• SHORT PROBLEM
Your task is to output the data exactly as it stands.

• MATERIAL FOR THIS TASK
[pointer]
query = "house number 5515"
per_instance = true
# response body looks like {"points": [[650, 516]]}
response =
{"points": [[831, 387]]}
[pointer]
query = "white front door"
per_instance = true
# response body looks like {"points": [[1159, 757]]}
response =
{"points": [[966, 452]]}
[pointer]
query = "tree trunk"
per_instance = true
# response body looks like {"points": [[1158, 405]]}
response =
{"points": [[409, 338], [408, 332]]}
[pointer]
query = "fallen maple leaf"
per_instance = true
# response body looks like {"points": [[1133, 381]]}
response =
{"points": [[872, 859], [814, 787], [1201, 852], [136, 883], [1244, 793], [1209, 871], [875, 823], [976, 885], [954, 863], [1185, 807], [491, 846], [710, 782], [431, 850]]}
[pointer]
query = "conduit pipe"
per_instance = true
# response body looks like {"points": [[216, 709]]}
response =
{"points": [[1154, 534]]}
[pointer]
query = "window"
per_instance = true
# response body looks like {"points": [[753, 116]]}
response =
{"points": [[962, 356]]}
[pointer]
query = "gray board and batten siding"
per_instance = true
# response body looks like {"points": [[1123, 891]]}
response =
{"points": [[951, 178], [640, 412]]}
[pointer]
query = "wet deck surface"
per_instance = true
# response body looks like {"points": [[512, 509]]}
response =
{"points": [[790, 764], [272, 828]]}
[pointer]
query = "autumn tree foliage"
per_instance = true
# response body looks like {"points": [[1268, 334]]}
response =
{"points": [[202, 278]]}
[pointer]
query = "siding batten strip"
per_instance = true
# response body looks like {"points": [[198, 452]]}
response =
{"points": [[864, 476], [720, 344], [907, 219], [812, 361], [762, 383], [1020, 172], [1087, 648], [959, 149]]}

• EXERCISE ANSWER
[pointer]
query = "house number 5515"
per_instance = true
# response body looks like {"points": [[650, 516]]}
response =
{"points": [[831, 387]]}
[pointer]
query = "white front door"
per_instance = true
# response body looks like {"points": [[1159, 757]]}
response =
{"points": [[966, 452]]}
[pointer]
query = "tree trunk"
per_instance = true
# response body looks like {"points": [[1158, 405]]}
response =
{"points": [[409, 338], [408, 332]]}
[pointer]
query = "fallen maple leaf"
per_instance = true
# response body looks like {"points": [[1133, 381]]}
response =
{"points": [[872, 859], [814, 787], [1201, 852], [136, 883], [1244, 793], [1209, 871], [875, 823], [976, 885], [954, 863], [1185, 807], [491, 846], [710, 782], [431, 850]]}
[pointer]
query = "conduit pipe"
per_instance = true
# response body looks like {"points": [[216, 709]]}
response =
{"points": [[1154, 534]]}
[pointer]
query = "window"
per_instance = true
# response body looks like {"points": [[753, 116]]}
response =
{"points": [[962, 356]]}
[pointer]
query = "gray board and batten siding"
per_instance = true
# response body looks like {"points": [[1123, 891]]}
response =
{"points": [[951, 178], [640, 412]]}
[pointer]
query = "wet deck surface"
per_instance = true
# response body looks like {"points": [[512, 509]]}
response =
{"points": [[790, 764], [272, 828]]}
[pointer]
query = "autumn tree foliage"
per_instance = true
# response body looks like {"points": [[1268, 334]]}
response =
{"points": [[202, 278]]}
[pointer]
query = "siding batten strip"
per_instance = true
# response body looks like {"points": [[198, 452]]}
response =
{"points": [[864, 476], [720, 344], [907, 219], [812, 361], [762, 383], [1020, 172], [1087, 648], [959, 149]]}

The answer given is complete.